─── SOURCE PASSAGE ───

Dan: We were saying to each other that having a live band playing is something visually you can see on stage. We like dancing and moving around as we play, and we’d rather it was one person like that.
Fiona: It gives a more spontaneous energetic feel to it, if it was all just come out of laptop, it’d be a bit flatter, you wouldn’t get that kind of energy.
Dan: In terms of the audience feedback as well, you’d just be standing there, interacting, you could talk to them if you were actually playing where as it’s all to do if it’s just one person playing on a laptop.
You released songs on Fat Boy Slim’s label. How did it happen?
Bruce: They just got in touch with us.
Dan: When we were looking at releasing “Muzzle no.1” as a single, our manager, who came on board then, had ignored a few people and gone onto smaller labels than Fat Boy Slim’s to release the small single. Some of the people were really interested and really keen, so they released the single. But then they wanted to do an album since they had a lot of love and appreciation in what we were doing. So we decided to do an album and it turned out brilliant, we’ve got a great team to work with. It’s a really small team but they are all really enthusiastic.

─── DATASET CONTENT ───

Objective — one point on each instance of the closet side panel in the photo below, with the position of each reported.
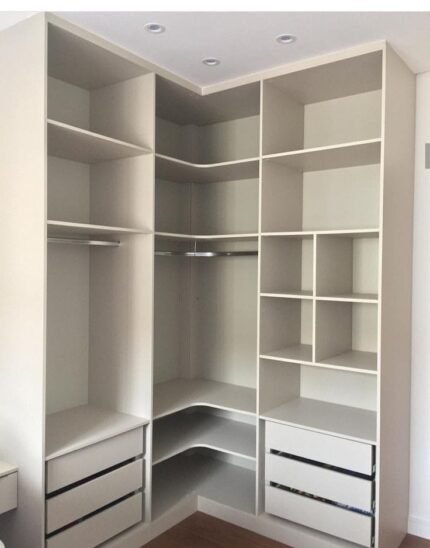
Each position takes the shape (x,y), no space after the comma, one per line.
(395,320)
(22,273)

───

- [TO-DO LIST]:
a. Answer these questions using the band interview above the listing:
(i) What do the band members like doing as they play, according to Dan?
(ii) What kind of feel does Fiona say a live band gives?
(iii) Which song were they looking at releasing as a single?
b. Carry on the band interview from the end of its last sentence.

- [RESULTS OF THE EXERCISE]:
a.
(i) Dancing and moving around.
(ii) A more spontaneous, energetic feel.
(iii) "Muzzle no.1"

b.
In Japan, it’s a rare thing to have a manager before you actually release, is it a common thing to have managers in England?
Dan: Yes, in the UK. It’s weird, there’s a lot of things happening, you can have people in the team before you can sign a record deal.
One of the first people that approached us was a lawyer to start off with straight away. He was helping us along with the legal side of things into various contacts that Dave made in the industry. We had a whole team in place before we had the record deal.
Fiona: A lot of the bands I know, they would just immediately get a mate in when they just formed to become a manager. We didn’t do that, we waited.
Nathan: We all had experiences of having bad management and not bad management, we’ve all been around enough to realise how things work.
Fiona: When they have friends in, at the end of the day, when it gets to the point of getting the record deal, and when things start moving, they don’t know what to do. They get in trouble for having gotten the wrong person. So we all knew it was important to spend some time to find the right person.
Fiona: It’s one of the most important things for a manager to negotiate the record deal and get it in place.
Nathan: A lot of the record companies actually like to deal with the business side with the band. In England, most bands like to do gigs and have drinks, but when it gets down to the actual business, they prefer to have someone that are managing rather than people who are just drunk in a bar.
Dan: It’s good to take the first manager at the time, but we did do as much as we could ourselves. But then, when it gets to a point where you spend more time e-mailing than writing songs, there was that much information to deal with and it was getting too tight.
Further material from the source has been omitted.